— begin —

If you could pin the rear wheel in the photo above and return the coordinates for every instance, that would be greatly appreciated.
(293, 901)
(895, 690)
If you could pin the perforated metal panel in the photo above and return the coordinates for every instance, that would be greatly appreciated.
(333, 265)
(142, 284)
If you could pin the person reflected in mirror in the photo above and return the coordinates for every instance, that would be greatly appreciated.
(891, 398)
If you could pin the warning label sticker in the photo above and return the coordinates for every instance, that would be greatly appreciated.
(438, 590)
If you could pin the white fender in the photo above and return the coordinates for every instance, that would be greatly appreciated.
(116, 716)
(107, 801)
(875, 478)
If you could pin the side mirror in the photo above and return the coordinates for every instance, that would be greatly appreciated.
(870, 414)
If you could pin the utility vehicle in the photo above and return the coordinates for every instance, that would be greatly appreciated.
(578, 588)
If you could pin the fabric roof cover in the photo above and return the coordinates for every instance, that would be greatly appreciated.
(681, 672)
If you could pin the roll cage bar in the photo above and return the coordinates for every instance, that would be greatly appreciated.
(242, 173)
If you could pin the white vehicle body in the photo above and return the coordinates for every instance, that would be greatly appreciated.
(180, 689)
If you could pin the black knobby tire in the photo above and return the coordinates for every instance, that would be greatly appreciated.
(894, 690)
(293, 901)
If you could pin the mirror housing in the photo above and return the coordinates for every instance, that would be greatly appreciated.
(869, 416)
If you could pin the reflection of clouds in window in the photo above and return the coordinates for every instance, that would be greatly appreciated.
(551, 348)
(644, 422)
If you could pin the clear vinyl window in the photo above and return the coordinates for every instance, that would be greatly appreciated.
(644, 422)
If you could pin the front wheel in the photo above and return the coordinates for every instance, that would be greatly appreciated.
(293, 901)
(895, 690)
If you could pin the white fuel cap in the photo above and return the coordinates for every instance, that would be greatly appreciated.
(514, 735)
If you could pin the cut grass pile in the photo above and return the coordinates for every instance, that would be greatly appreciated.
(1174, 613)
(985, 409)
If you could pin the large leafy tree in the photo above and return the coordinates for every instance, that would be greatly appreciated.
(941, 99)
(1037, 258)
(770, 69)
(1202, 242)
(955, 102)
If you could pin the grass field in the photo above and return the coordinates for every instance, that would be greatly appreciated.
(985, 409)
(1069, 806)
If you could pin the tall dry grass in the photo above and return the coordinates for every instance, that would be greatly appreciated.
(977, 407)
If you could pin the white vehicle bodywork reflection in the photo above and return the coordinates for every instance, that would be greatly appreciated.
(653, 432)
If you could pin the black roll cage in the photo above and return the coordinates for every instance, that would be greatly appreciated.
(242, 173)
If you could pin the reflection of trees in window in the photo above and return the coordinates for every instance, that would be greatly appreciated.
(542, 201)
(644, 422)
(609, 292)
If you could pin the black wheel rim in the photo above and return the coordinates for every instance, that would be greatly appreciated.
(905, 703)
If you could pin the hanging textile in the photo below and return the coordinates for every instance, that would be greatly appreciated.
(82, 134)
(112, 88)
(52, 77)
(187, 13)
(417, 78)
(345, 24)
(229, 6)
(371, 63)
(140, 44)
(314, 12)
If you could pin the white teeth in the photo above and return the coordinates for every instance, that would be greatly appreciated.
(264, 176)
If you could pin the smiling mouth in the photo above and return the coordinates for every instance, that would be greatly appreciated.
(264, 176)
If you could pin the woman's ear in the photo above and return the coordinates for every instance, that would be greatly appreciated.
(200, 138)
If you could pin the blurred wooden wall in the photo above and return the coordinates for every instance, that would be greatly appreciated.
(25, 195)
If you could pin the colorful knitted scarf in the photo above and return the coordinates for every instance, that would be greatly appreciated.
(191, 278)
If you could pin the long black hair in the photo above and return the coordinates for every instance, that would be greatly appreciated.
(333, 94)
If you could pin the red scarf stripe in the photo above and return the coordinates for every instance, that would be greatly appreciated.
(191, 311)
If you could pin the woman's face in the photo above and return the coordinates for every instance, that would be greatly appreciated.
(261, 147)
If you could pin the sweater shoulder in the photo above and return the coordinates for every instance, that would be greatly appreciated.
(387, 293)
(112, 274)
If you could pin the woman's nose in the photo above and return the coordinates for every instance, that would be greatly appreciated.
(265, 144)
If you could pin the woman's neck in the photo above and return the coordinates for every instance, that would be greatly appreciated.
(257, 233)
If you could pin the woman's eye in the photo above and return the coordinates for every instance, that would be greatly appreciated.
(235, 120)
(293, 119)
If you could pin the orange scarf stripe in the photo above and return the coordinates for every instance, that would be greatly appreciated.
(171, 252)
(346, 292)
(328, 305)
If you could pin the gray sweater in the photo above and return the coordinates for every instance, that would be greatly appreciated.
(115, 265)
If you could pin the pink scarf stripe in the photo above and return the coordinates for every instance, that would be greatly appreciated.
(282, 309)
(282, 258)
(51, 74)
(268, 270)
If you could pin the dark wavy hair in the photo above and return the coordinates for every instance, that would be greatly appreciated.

— end —

[Your instructions]: Reproduce the full set of records precisely.

[Response for this exercise]:
If you could pin the rear wheel in the photo above and return the coordinates for every instance, that would be greatly appreciated.
(293, 901)
(895, 690)
If you could pin the perforated metal panel in the photo above and return the coordinates for every instance, that would be greatly appreciated.
(333, 265)
(142, 284)
If you could pin the person reflected in mirror in the photo above and return the coordinates for every instance, that would be greatly appreciated.
(891, 398)
If you could pin the warning label sticker in the photo above and return the coordinates for every instance, that would be greatly appreciated.
(438, 590)
If you could pin the white fender in the photo above and return the coordinates for every instance, that would be greatly appreciated.
(116, 716)
(107, 801)
(875, 478)
If you could pin the side mirror in the photo above and return the coordinates for every instance, that would be greatly appreciated.
(870, 414)
If you could pin the utility vehicle in the photo above and return the coordinates for every instance, that would be greatly appreciated.
(578, 588)
If you could pin the fabric roof cover in the photo above and return the coordinates for every instance, that would be greatly appreciated.
(681, 672)
If you could pin the roll cage bar in the photo above and return the coordinates for every instance, that would be greatly appreciated.
(242, 173)
If you could pin the white vehicle body in the photo above and return the coordinates for every instance, that would be greatly appreciated.
(180, 689)
If you could pin the black knobby tire in the photo above and return the coordinates for every instance, that would be greatly appreciated.
(894, 690)
(293, 901)
If you could pin the mirror housing in the photo above and return the coordinates for every instance, that would be greatly appreciated.
(869, 416)
If you could pin the reflection of clouds in window in the photo above and return the coordinates for every instance, that would be greatly appreciated.
(551, 348)
(644, 422)
If you could pin the clear vinyl window in the photo above and return the coordinates for every instance, that would be greatly appreciated.
(644, 422)
If you could pin the front wheel in the photo above and return the coordinates for every instance, that would be greatly appreciated.
(293, 901)
(895, 690)
If you could pin the white fuel cap in the photo above and return the coordinates for every instance, that would be greatly appreciated.
(514, 735)
If you could pin the cut grass pile in the photo above and return the coordinates for every instance, that would be greatly appreciated.
(1174, 613)
(985, 409)
If you could pin the large leafy tree in the photo above and return the coordinates for every instance, that would be greatly appreciated.
(941, 99)
(1037, 258)
(770, 69)
(1202, 242)
(955, 102)
If you could pin the grass field in the photo above and return the coordinates for every instance, that would be greatly appreciated.
(985, 409)
(1069, 806)
If you could pin the tall dry grass in the photo above and return the coordinates for every instance, that would be greatly appreciated.
(977, 407)
If you could pin the white vehicle bodywork reflection in the photo above and return the coordinates for every instance, that would be greatly appreciated.
(653, 432)
If you could pin the black roll cage in the photo above and return the coordinates for every instance, that would be greatly appreciated.
(242, 173)
If you could pin the reflection of trees in window in the photo above and return the coordinates for every instance, that would be greatly appreciated.
(542, 201)
(644, 422)
(609, 292)
If you could pin the black wheel rim in the photo above and return the coordinates for every instance, that would be greatly appreciated.
(905, 703)
If you could pin the hanging textile in the photo below and return the coordinates for every instance, that would be greatly appreciated.
(82, 134)
(112, 88)
(52, 77)
(187, 13)
(417, 78)
(345, 24)
(229, 6)
(371, 63)
(140, 44)
(314, 12)
If you could pin the white teeth in the photo above and return the coordinates for every instance, that would be greatly appreciated.
(264, 176)
If you could pin the smiling mouth in the photo above and return the coordinates for every instance, that would be greatly appreciated.
(264, 176)
If you could pin the woman's ear in the photo above and return the coordinates for every instance, that would be greatly appreciated.
(200, 138)
If you could pin the blurred wooden wall in the photo above and return the coordinates for every instance, that would be greatly appreciated.
(25, 195)
If you could pin the colorful knitted scarf in the photo above and return the coordinates for every instance, that would be greatly appreciated.
(191, 278)
If you could pin the long black hair in the photo above and return the coordinates for every instance, that would be greatly appreciated.
(333, 94)
If you could pin the red scarf stripe in the photo above and return the coordinates for every instance, that would be greatly appreciated.
(191, 311)
If you could pin the woman's face in the photo above and return the coordinates for every instance, that would be greatly appreciated.
(261, 147)
If you could pin the sweater shoulder in the photo above and return the coordinates for every instance, that would be greatly appreciated.
(387, 293)
(112, 274)
If you could pin the woman's nose in the photo above and return the coordinates for every instance, that would be greatly appreciated.
(265, 144)
If you could pin the woman's neck in the photo above and return the coordinates for every instance, that would be greatly appreciated.
(257, 233)
If you could pin the woman's eye in the photo above and return the coordinates for every instance, that would be greatly appreciated.
(235, 120)
(293, 119)
If you could pin the orange scarf stripe in the photo above and return the coordinates for every instance, that would be greatly appreciated.
(171, 252)
(346, 292)
(328, 305)
If you could pin the gray sweater in the photo above and return the coordinates for every instance, that would be greatly appreciated.
(115, 265)
If you could pin the pink scarf stripe in the photo above and return the coordinates for every instance, that would be greatly appreciated.
(282, 309)
(282, 258)
(51, 74)
(268, 270)
If you could pin the dark wavy hair in the photo above and return the coordinates for every instance, that would be greatly appreciated.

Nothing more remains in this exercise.